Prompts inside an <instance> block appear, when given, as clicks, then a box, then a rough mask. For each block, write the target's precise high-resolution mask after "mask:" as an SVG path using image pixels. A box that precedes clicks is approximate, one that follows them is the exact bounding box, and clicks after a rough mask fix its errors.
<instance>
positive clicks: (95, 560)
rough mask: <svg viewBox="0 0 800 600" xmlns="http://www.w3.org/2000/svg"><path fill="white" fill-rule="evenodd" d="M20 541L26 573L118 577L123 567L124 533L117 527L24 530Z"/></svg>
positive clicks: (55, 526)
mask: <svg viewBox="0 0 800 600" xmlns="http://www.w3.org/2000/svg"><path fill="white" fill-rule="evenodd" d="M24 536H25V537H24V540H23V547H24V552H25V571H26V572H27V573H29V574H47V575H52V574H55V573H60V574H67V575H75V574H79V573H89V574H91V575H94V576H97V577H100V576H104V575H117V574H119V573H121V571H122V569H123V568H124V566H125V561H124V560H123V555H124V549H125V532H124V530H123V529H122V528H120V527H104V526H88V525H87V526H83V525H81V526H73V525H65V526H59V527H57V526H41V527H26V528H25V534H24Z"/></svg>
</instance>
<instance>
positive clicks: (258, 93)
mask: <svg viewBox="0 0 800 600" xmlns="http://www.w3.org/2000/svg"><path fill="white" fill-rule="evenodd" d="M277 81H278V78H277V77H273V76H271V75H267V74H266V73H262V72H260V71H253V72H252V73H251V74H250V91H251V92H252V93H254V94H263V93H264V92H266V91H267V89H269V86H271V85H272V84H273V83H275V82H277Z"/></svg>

◆ ◆ ◆ ◆ ◆ ◆ ◆

Aim of the task: Count every line of the listing that includes the word "instance", then give that count and no other words.

Solution for this problem: 4